# Work instructions
Locate the line that contains "Short-answer question: Specify the bounding box of the ruffled". Reproduce it and all following lines up to the end of the material, exactly and with nothing added.

# Entries provided

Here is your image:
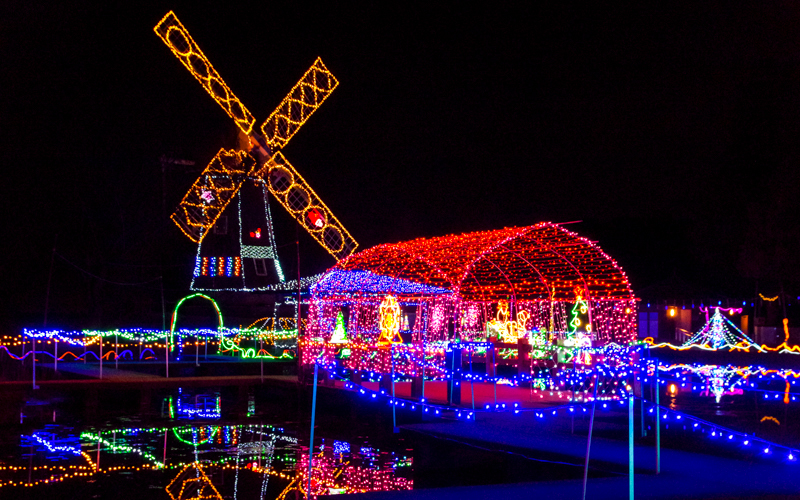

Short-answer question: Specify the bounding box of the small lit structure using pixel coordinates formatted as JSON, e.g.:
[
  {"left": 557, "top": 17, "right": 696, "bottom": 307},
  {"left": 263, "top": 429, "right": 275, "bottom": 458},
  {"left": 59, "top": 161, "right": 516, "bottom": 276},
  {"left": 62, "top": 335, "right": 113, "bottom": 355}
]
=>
[{"left": 303, "top": 222, "right": 636, "bottom": 373}]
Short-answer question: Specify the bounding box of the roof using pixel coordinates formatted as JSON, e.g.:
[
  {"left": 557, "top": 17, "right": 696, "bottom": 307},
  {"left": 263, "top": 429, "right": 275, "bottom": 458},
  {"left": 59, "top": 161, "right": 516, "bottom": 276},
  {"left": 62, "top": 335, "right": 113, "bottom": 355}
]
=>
[{"left": 322, "top": 222, "right": 634, "bottom": 302}]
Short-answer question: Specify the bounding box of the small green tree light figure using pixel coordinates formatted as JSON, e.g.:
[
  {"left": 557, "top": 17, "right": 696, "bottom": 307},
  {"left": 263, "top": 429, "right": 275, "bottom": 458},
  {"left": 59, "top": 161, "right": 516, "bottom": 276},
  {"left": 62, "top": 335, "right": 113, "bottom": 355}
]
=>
[{"left": 330, "top": 311, "right": 347, "bottom": 344}]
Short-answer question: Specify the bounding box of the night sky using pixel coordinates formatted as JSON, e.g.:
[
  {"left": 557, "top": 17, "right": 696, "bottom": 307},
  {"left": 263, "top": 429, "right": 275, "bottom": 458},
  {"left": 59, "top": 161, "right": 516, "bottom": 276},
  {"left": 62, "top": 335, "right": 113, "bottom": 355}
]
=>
[{"left": 0, "top": 1, "right": 800, "bottom": 333}]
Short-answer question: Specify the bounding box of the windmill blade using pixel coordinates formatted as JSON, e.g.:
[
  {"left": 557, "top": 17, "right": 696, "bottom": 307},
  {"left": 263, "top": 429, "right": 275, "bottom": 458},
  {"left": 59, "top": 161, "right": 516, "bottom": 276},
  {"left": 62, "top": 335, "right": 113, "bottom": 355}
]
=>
[
  {"left": 256, "top": 152, "right": 358, "bottom": 260},
  {"left": 170, "top": 149, "right": 256, "bottom": 243},
  {"left": 261, "top": 57, "right": 339, "bottom": 149},
  {"left": 153, "top": 11, "right": 256, "bottom": 134}
]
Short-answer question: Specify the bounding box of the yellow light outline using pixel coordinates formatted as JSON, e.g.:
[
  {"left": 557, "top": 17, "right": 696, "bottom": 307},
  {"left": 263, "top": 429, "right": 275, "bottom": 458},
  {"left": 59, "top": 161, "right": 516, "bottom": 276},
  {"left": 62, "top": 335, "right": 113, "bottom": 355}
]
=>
[
  {"left": 261, "top": 57, "right": 339, "bottom": 148},
  {"left": 153, "top": 11, "right": 256, "bottom": 134}
]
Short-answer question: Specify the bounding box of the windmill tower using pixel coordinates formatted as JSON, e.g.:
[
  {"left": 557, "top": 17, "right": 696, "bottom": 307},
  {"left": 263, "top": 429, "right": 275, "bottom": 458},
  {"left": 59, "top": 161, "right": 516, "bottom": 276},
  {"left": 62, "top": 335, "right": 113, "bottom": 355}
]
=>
[{"left": 154, "top": 11, "right": 358, "bottom": 291}]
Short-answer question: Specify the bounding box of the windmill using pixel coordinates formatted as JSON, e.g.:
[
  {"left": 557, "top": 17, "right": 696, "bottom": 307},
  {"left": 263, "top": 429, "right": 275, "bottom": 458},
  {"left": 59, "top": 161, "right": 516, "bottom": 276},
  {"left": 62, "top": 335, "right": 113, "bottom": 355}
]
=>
[{"left": 154, "top": 11, "right": 358, "bottom": 289}]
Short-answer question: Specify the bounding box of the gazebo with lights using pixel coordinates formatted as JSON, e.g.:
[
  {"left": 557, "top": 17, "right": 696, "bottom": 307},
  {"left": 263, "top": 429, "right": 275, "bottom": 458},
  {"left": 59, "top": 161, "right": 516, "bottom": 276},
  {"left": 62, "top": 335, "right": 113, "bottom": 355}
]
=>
[{"left": 303, "top": 222, "right": 636, "bottom": 373}]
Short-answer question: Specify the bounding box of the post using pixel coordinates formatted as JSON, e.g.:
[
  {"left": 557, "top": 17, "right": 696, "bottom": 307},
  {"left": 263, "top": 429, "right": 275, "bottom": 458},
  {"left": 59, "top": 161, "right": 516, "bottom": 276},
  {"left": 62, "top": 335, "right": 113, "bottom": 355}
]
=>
[
  {"left": 583, "top": 375, "right": 600, "bottom": 500},
  {"left": 492, "top": 344, "right": 497, "bottom": 407},
  {"left": 469, "top": 350, "right": 477, "bottom": 414},
  {"left": 655, "top": 368, "right": 664, "bottom": 474},
  {"left": 306, "top": 360, "right": 319, "bottom": 499},
  {"left": 422, "top": 358, "right": 425, "bottom": 401},
  {"left": 164, "top": 330, "right": 169, "bottom": 378},
  {"left": 31, "top": 337, "right": 39, "bottom": 389},
  {"left": 159, "top": 276, "right": 172, "bottom": 376},
  {"left": 389, "top": 344, "right": 397, "bottom": 433},
  {"left": 628, "top": 387, "right": 633, "bottom": 500}
]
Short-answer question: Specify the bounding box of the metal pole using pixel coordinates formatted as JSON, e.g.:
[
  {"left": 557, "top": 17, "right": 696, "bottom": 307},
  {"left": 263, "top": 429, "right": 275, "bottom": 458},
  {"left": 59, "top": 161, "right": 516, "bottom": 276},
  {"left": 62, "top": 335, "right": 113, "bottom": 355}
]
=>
[
  {"left": 389, "top": 344, "right": 397, "bottom": 432},
  {"left": 422, "top": 356, "right": 425, "bottom": 401},
  {"left": 583, "top": 375, "right": 600, "bottom": 500},
  {"left": 655, "top": 361, "right": 664, "bottom": 474},
  {"left": 492, "top": 344, "right": 497, "bottom": 407},
  {"left": 42, "top": 233, "right": 58, "bottom": 329},
  {"left": 159, "top": 276, "right": 172, "bottom": 376},
  {"left": 306, "top": 360, "right": 319, "bottom": 500},
  {"left": 628, "top": 387, "right": 633, "bottom": 500},
  {"left": 469, "top": 351, "right": 477, "bottom": 414},
  {"left": 31, "top": 337, "right": 39, "bottom": 389}
]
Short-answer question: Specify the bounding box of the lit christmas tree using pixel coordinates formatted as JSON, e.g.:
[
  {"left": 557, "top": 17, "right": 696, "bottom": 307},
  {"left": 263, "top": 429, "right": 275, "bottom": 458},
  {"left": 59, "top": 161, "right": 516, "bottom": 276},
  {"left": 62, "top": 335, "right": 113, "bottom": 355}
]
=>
[
  {"left": 683, "top": 307, "right": 753, "bottom": 349},
  {"left": 330, "top": 311, "right": 347, "bottom": 344}
]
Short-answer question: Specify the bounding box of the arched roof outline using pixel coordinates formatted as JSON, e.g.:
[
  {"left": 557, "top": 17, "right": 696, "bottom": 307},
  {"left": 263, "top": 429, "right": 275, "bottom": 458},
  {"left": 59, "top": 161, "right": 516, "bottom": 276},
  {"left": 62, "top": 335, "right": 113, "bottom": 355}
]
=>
[{"left": 324, "top": 222, "right": 634, "bottom": 302}]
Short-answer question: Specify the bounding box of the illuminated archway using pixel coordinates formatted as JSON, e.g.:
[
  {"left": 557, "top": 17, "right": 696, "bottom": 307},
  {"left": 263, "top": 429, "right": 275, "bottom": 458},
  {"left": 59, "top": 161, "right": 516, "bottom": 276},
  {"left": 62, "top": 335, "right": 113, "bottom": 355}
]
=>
[{"left": 169, "top": 293, "right": 223, "bottom": 351}]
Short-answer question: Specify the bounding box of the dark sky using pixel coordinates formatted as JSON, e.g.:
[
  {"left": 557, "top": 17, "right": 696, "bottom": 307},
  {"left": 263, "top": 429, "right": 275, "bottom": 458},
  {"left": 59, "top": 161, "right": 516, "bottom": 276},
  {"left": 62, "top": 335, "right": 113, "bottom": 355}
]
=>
[{"left": 0, "top": 1, "right": 800, "bottom": 326}]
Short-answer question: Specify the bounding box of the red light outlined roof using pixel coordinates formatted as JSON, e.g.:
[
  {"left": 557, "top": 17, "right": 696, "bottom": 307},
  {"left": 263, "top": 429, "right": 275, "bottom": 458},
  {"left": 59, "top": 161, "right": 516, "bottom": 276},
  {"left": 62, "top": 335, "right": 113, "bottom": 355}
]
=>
[{"left": 332, "top": 222, "right": 634, "bottom": 302}]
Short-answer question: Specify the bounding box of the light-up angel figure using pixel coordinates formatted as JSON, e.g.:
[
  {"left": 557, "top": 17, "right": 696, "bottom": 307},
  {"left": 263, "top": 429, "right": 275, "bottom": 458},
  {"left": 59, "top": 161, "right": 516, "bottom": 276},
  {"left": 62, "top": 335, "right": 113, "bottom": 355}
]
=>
[
  {"left": 378, "top": 295, "right": 403, "bottom": 344},
  {"left": 486, "top": 300, "right": 531, "bottom": 342}
]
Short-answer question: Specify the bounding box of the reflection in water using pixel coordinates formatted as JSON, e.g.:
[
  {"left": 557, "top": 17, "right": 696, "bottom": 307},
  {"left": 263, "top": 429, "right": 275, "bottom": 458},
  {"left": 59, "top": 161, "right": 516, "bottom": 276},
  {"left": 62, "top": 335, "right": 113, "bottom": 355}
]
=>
[
  {"left": 0, "top": 424, "right": 413, "bottom": 500},
  {"left": 660, "top": 364, "right": 800, "bottom": 404}
]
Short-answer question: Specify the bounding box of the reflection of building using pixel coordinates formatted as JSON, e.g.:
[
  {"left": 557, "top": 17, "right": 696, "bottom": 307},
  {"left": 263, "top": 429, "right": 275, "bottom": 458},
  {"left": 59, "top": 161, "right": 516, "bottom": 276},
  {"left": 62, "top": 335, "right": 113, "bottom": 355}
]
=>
[{"left": 304, "top": 223, "right": 636, "bottom": 371}]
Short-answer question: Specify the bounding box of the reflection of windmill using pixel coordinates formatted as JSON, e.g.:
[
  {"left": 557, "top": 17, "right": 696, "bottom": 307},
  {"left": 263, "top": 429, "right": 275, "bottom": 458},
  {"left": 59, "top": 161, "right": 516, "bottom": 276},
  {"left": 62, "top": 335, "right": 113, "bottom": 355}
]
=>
[
  {"left": 155, "top": 11, "right": 358, "bottom": 289},
  {"left": 166, "top": 462, "right": 222, "bottom": 500}
]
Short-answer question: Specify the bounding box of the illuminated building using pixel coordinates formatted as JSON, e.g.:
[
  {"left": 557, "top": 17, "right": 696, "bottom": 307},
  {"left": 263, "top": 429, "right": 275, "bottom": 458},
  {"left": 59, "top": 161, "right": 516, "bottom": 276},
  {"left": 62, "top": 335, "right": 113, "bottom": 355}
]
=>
[{"left": 303, "top": 222, "right": 636, "bottom": 375}]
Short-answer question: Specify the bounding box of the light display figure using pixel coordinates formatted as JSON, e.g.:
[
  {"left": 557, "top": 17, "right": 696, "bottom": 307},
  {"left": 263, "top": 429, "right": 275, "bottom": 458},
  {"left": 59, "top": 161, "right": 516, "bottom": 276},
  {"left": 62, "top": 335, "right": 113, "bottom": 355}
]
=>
[
  {"left": 329, "top": 311, "right": 347, "bottom": 344},
  {"left": 154, "top": 11, "right": 358, "bottom": 260},
  {"left": 301, "top": 222, "right": 637, "bottom": 377},
  {"left": 378, "top": 295, "right": 403, "bottom": 344},
  {"left": 683, "top": 307, "right": 753, "bottom": 349},
  {"left": 486, "top": 300, "right": 531, "bottom": 343}
]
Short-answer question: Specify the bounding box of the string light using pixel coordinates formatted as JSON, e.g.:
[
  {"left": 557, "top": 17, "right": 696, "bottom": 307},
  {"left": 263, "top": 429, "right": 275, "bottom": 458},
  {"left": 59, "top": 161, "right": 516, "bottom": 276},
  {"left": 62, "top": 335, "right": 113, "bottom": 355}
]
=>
[
  {"left": 256, "top": 151, "right": 358, "bottom": 260},
  {"left": 153, "top": 11, "right": 256, "bottom": 134},
  {"left": 154, "top": 11, "right": 358, "bottom": 262}
]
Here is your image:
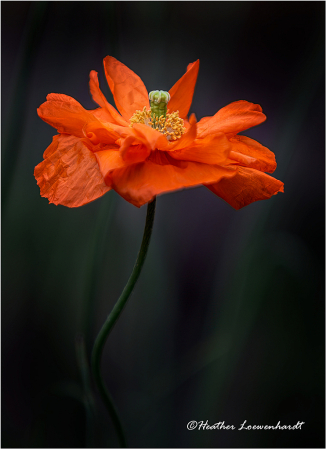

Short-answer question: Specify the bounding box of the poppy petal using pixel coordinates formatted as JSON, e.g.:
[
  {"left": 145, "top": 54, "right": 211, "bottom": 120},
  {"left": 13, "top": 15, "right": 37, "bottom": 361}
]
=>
[
  {"left": 83, "top": 122, "right": 120, "bottom": 145},
  {"left": 95, "top": 141, "right": 149, "bottom": 181},
  {"left": 103, "top": 56, "right": 149, "bottom": 121},
  {"left": 37, "top": 94, "right": 95, "bottom": 137},
  {"left": 34, "top": 135, "right": 111, "bottom": 207},
  {"left": 89, "top": 70, "right": 128, "bottom": 126},
  {"left": 111, "top": 159, "right": 233, "bottom": 207},
  {"left": 169, "top": 133, "right": 231, "bottom": 165},
  {"left": 160, "top": 114, "right": 197, "bottom": 151},
  {"left": 168, "top": 59, "right": 199, "bottom": 118},
  {"left": 206, "top": 167, "right": 284, "bottom": 210},
  {"left": 229, "top": 136, "right": 277, "bottom": 173},
  {"left": 129, "top": 123, "right": 168, "bottom": 150},
  {"left": 198, "top": 100, "right": 266, "bottom": 137}
]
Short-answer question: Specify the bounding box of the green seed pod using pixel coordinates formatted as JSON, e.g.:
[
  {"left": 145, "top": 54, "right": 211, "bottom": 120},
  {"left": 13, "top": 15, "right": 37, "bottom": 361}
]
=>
[{"left": 149, "top": 90, "right": 170, "bottom": 118}]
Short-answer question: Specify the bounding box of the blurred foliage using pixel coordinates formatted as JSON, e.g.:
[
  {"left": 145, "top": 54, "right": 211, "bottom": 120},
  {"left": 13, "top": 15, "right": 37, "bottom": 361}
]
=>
[{"left": 1, "top": 2, "right": 325, "bottom": 447}]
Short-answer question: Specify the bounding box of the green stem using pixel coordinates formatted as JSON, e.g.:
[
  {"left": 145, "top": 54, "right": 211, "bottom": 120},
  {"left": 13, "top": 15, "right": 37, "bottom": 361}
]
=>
[{"left": 92, "top": 198, "right": 156, "bottom": 447}]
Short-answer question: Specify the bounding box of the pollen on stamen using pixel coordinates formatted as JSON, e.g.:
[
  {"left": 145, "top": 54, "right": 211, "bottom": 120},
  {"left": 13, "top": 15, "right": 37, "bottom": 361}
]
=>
[{"left": 129, "top": 106, "right": 186, "bottom": 140}]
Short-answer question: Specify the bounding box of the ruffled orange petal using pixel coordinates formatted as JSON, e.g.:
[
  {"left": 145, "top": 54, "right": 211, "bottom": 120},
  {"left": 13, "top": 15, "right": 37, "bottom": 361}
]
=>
[
  {"left": 169, "top": 133, "right": 231, "bottom": 165},
  {"left": 159, "top": 114, "right": 197, "bottom": 151},
  {"left": 129, "top": 123, "right": 168, "bottom": 150},
  {"left": 89, "top": 70, "right": 128, "bottom": 126},
  {"left": 168, "top": 59, "right": 199, "bottom": 118},
  {"left": 37, "top": 94, "right": 95, "bottom": 137},
  {"left": 230, "top": 136, "right": 277, "bottom": 173},
  {"left": 111, "top": 158, "right": 236, "bottom": 207},
  {"left": 103, "top": 56, "right": 149, "bottom": 120},
  {"left": 34, "top": 135, "right": 111, "bottom": 207},
  {"left": 206, "top": 167, "right": 284, "bottom": 210},
  {"left": 83, "top": 122, "right": 120, "bottom": 145},
  {"left": 197, "top": 100, "right": 266, "bottom": 137},
  {"left": 95, "top": 137, "right": 150, "bottom": 185}
]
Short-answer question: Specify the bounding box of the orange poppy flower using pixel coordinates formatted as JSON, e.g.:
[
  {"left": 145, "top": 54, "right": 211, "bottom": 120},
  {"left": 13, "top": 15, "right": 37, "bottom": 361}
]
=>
[{"left": 34, "top": 56, "right": 283, "bottom": 209}]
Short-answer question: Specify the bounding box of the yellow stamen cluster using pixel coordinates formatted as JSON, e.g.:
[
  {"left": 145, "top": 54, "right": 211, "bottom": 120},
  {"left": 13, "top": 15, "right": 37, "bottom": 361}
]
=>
[{"left": 129, "top": 106, "right": 186, "bottom": 140}]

# Result for this exercise
Short-answer question: Specify the bounding box of the ruffled orange petal using pixel coordinates formatted as JSON, e.g.:
[
  {"left": 145, "top": 54, "right": 211, "bottom": 120},
  {"left": 13, "top": 15, "right": 37, "bottom": 361}
]
=>
[
  {"left": 169, "top": 133, "right": 231, "bottom": 165},
  {"left": 159, "top": 114, "right": 197, "bottom": 151},
  {"left": 129, "top": 123, "right": 168, "bottom": 150},
  {"left": 89, "top": 70, "right": 128, "bottom": 126},
  {"left": 168, "top": 59, "right": 199, "bottom": 118},
  {"left": 37, "top": 94, "right": 95, "bottom": 137},
  {"left": 230, "top": 136, "right": 277, "bottom": 173},
  {"left": 111, "top": 158, "right": 236, "bottom": 207},
  {"left": 103, "top": 56, "right": 149, "bottom": 120},
  {"left": 34, "top": 135, "right": 111, "bottom": 207},
  {"left": 206, "top": 167, "right": 284, "bottom": 210},
  {"left": 83, "top": 122, "right": 120, "bottom": 145},
  {"left": 197, "top": 100, "right": 266, "bottom": 137},
  {"left": 95, "top": 137, "right": 150, "bottom": 185}
]
Short-answer question: Specify the bounding box of the orange poppy flower using pixel coordinates formatted as JSON, e.g.:
[
  {"left": 145, "top": 54, "right": 211, "bottom": 120},
  {"left": 13, "top": 15, "right": 37, "bottom": 361}
]
=>
[{"left": 34, "top": 56, "right": 283, "bottom": 209}]
Short-answer question: Specify the bounding box of the yellow stamen cluster using pixel coordinates formatted as JSON, e.g.:
[
  {"left": 145, "top": 54, "right": 211, "bottom": 120},
  {"left": 13, "top": 15, "right": 37, "bottom": 361}
]
=>
[{"left": 129, "top": 106, "right": 186, "bottom": 140}]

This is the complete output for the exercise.